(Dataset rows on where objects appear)
----

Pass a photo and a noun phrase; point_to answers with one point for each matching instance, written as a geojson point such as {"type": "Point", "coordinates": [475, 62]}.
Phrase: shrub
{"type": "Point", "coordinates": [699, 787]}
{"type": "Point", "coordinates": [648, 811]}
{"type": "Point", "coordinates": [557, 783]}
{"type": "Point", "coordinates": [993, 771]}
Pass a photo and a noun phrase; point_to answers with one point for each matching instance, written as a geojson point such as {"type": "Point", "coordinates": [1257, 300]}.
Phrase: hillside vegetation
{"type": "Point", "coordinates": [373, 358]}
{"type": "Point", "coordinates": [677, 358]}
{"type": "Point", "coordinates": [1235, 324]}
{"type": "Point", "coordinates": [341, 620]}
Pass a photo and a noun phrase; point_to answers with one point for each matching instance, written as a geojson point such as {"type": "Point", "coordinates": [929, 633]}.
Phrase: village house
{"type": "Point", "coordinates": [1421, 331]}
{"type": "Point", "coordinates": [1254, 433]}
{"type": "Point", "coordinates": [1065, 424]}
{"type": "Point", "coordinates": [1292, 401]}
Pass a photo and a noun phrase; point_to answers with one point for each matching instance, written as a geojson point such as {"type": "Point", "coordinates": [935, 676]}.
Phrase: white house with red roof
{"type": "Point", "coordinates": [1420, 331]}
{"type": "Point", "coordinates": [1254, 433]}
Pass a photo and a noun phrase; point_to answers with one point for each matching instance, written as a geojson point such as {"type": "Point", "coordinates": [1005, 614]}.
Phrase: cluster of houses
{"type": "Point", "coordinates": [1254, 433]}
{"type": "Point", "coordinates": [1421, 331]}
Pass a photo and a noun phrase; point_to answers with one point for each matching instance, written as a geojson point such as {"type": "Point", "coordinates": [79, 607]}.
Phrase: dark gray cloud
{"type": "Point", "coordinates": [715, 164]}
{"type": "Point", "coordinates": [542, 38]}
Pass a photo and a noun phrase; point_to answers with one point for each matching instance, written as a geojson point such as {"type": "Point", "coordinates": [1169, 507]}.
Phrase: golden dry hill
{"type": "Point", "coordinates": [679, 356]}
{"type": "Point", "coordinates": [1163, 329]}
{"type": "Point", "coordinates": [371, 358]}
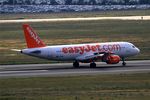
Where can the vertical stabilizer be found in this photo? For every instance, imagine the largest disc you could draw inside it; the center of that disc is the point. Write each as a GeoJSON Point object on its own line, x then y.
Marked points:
{"type": "Point", "coordinates": [32, 39]}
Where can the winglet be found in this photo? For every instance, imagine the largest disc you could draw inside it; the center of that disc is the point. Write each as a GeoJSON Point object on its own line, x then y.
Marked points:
{"type": "Point", "coordinates": [32, 39]}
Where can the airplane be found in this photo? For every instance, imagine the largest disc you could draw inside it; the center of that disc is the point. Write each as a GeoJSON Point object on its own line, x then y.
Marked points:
{"type": "Point", "coordinates": [109, 52]}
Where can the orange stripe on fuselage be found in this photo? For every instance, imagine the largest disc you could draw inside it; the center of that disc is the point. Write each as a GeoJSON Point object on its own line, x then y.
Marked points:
{"type": "Point", "coordinates": [93, 48]}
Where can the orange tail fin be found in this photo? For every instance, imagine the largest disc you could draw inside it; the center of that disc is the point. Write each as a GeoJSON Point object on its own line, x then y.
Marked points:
{"type": "Point", "coordinates": [32, 39]}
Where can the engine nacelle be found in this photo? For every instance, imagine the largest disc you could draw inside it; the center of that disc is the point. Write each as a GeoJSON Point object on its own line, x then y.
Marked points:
{"type": "Point", "coordinates": [112, 59]}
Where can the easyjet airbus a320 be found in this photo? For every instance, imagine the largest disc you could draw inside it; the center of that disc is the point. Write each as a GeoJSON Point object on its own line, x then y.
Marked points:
{"type": "Point", "coordinates": [109, 52]}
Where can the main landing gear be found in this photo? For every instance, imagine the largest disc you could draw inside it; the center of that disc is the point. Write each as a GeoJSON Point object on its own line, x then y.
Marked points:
{"type": "Point", "coordinates": [123, 63]}
{"type": "Point", "coordinates": [76, 64]}
{"type": "Point", "coordinates": [93, 65]}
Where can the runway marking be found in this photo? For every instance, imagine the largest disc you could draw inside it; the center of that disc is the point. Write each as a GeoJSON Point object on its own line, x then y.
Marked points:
{"type": "Point", "coordinates": [77, 19]}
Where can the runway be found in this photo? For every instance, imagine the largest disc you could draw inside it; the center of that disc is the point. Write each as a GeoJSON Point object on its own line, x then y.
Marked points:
{"type": "Point", "coordinates": [77, 19]}
{"type": "Point", "coordinates": [66, 69]}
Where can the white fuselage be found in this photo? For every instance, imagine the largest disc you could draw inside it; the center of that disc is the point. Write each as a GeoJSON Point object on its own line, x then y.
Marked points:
{"type": "Point", "coordinates": [78, 51]}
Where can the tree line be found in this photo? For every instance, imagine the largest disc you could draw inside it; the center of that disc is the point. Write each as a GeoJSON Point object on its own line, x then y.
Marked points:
{"type": "Point", "coordinates": [75, 2]}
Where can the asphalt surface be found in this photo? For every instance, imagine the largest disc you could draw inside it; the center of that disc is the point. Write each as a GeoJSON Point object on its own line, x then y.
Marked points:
{"type": "Point", "coordinates": [77, 19]}
{"type": "Point", "coordinates": [66, 69]}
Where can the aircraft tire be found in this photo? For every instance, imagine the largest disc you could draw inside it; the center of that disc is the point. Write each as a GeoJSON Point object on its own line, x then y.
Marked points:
{"type": "Point", "coordinates": [76, 64]}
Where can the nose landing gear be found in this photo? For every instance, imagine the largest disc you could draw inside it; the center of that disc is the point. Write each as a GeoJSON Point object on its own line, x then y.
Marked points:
{"type": "Point", "coordinates": [123, 63]}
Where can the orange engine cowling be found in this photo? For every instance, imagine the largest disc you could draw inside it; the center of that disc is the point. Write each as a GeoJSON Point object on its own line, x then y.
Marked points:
{"type": "Point", "coordinates": [112, 59]}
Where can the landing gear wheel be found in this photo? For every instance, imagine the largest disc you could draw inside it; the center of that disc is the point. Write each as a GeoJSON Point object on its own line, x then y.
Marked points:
{"type": "Point", "coordinates": [123, 63]}
{"type": "Point", "coordinates": [92, 65]}
{"type": "Point", "coordinates": [76, 64]}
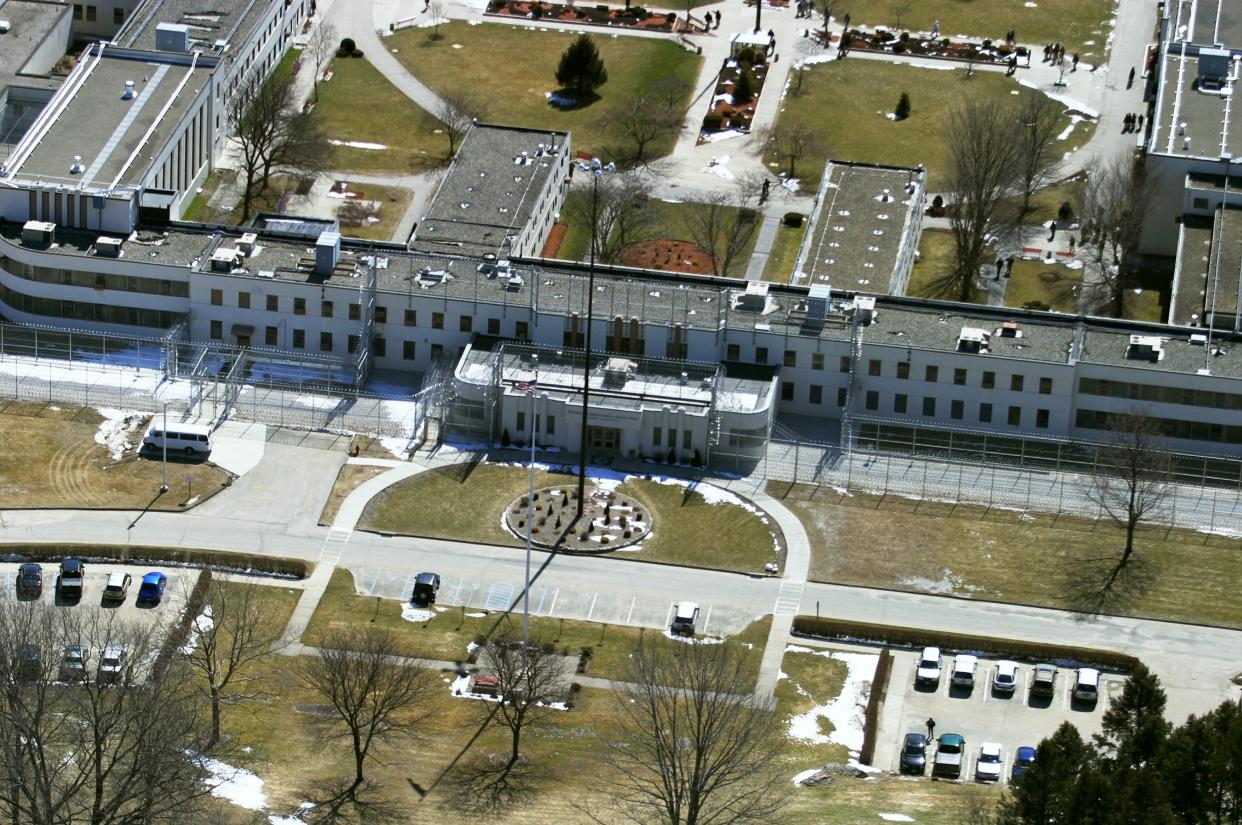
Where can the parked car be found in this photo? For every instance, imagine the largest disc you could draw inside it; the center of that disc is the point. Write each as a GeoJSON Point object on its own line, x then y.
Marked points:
{"type": "Point", "coordinates": [112, 664]}
{"type": "Point", "coordinates": [73, 665]}
{"type": "Point", "coordinates": [1005, 679]}
{"type": "Point", "coordinates": [118, 587]}
{"type": "Point", "coordinates": [1043, 680]}
{"type": "Point", "coordinates": [152, 589]}
{"type": "Point", "coordinates": [949, 751]}
{"type": "Point", "coordinates": [426, 587]}
{"type": "Point", "coordinates": [30, 579]}
{"type": "Point", "coordinates": [991, 762]}
{"type": "Point", "coordinates": [928, 671]}
{"type": "Point", "coordinates": [71, 578]}
{"type": "Point", "coordinates": [914, 753]}
{"type": "Point", "coordinates": [964, 666]}
{"type": "Point", "coordinates": [1022, 759]}
{"type": "Point", "coordinates": [1087, 685]}
{"type": "Point", "coordinates": [684, 618]}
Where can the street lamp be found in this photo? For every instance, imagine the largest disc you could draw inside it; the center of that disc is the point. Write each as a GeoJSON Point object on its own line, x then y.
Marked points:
{"type": "Point", "coordinates": [596, 168]}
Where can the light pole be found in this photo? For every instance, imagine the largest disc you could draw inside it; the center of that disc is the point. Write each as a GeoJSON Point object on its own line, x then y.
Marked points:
{"type": "Point", "coordinates": [596, 168]}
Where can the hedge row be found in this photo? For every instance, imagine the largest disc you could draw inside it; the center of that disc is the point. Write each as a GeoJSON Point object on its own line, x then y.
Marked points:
{"type": "Point", "coordinates": [162, 556]}
{"type": "Point", "coordinates": [953, 642]}
{"type": "Point", "coordinates": [878, 691]}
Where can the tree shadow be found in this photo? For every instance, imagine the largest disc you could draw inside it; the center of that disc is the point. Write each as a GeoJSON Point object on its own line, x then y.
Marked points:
{"type": "Point", "coordinates": [1106, 584]}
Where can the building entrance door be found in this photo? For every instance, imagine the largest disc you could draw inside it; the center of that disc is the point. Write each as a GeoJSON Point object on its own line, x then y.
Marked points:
{"type": "Point", "coordinates": [604, 437]}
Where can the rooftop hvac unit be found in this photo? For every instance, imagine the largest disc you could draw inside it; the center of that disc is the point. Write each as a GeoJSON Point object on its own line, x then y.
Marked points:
{"type": "Point", "coordinates": [37, 232]}
{"type": "Point", "coordinates": [107, 246]}
{"type": "Point", "coordinates": [973, 341]}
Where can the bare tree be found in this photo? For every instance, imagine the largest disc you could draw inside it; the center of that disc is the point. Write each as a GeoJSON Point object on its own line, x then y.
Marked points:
{"type": "Point", "coordinates": [1040, 119]}
{"type": "Point", "coordinates": [983, 170]}
{"type": "Point", "coordinates": [373, 692]}
{"type": "Point", "coordinates": [1113, 209]}
{"type": "Point", "coordinates": [458, 108]}
{"type": "Point", "coordinates": [271, 136]}
{"type": "Point", "coordinates": [236, 629]}
{"type": "Point", "coordinates": [789, 142]}
{"type": "Point", "coordinates": [617, 218]}
{"type": "Point", "coordinates": [694, 747]}
{"type": "Point", "coordinates": [319, 49]}
{"type": "Point", "coordinates": [116, 747]}
{"type": "Point", "coordinates": [723, 224]}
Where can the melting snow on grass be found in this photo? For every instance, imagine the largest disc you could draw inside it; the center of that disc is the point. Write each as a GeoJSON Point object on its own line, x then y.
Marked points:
{"type": "Point", "coordinates": [846, 711]}
{"type": "Point", "coordinates": [114, 430]}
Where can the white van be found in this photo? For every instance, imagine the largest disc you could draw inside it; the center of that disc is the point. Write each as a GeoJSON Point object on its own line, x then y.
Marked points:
{"type": "Point", "coordinates": [189, 439]}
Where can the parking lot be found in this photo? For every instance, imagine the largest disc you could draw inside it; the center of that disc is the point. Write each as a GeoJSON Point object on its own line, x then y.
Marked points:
{"type": "Point", "coordinates": [983, 713]}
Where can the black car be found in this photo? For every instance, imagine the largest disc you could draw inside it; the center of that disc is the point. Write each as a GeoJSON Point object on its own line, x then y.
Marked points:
{"type": "Point", "coordinates": [914, 753]}
{"type": "Point", "coordinates": [30, 579]}
{"type": "Point", "coordinates": [426, 585]}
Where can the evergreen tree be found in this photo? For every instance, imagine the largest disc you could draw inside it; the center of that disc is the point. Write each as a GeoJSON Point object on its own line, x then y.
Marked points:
{"type": "Point", "coordinates": [581, 68]}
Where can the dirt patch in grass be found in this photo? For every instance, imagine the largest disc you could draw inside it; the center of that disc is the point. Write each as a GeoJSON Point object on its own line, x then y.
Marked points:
{"type": "Point", "coordinates": [349, 478]}
{"type": "Point", "coordinates": [971, 552]}
{"type": "Point", "coordinates": [663, 254]}
{"type": "Point", "coordinates": [54, 461]}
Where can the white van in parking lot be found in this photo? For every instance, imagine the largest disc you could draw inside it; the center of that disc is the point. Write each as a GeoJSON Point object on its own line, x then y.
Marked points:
{"type": "Point", "coordinates": [189, 439]}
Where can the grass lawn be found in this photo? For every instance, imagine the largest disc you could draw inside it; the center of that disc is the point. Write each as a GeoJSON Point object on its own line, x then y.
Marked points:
{"type": "Point", "coordinates": [462, 503]}
{"type": "Point", "coordinates": [348, 108]}
{"type": "Point", "coordinates": [1053, 286]}
{"type": "Point", "coordinates": [784, 254]}
{"type": "Point", "coordinates": [60, 465]}
{"type": "Point", "coordinates": [446, 635]}
{"type": "Point", "coordinates": [513, 67]}
{"type": "Point", "coordinates": [1071, 22]}
{"type": "Point", "coordinates": [847, 102]}
{"type": "Point", "coordinates": [989, 554]}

----

▶ Exercise: Return the lines beginning at the one that contains "Where can the grass" and continuing through the last line of the data, exactly as they stand and without any others.

▶ Task answer:
Where can the grass lawn be found in this photo? For every instance, imagine the largest disc you could draw inside it; the center of that disc is the point. Write each as a GeoJSON Point object on its own line, x then y.
Marked points:
{"type": "Point", "coordinates": [462, 503]}
{"type": "Point", "coordinates": [348, 108]}
{"type": "Point", "coordinates": [1053, 286]}
{"type": "Point", "coordinates": [784, 254]}
{"type": "Point", "coordinates": [60, 465]}
{"type": "Point", "coordinates": [446, 635]}
{"type": "Point", "coordinates": [513, 67]}
{"type": "Point", "coordinates": [1071, 22]}
{"type": "Point", "coordinates": [847, 102]}
{"type": "Point", "coordinates": [989, 554]}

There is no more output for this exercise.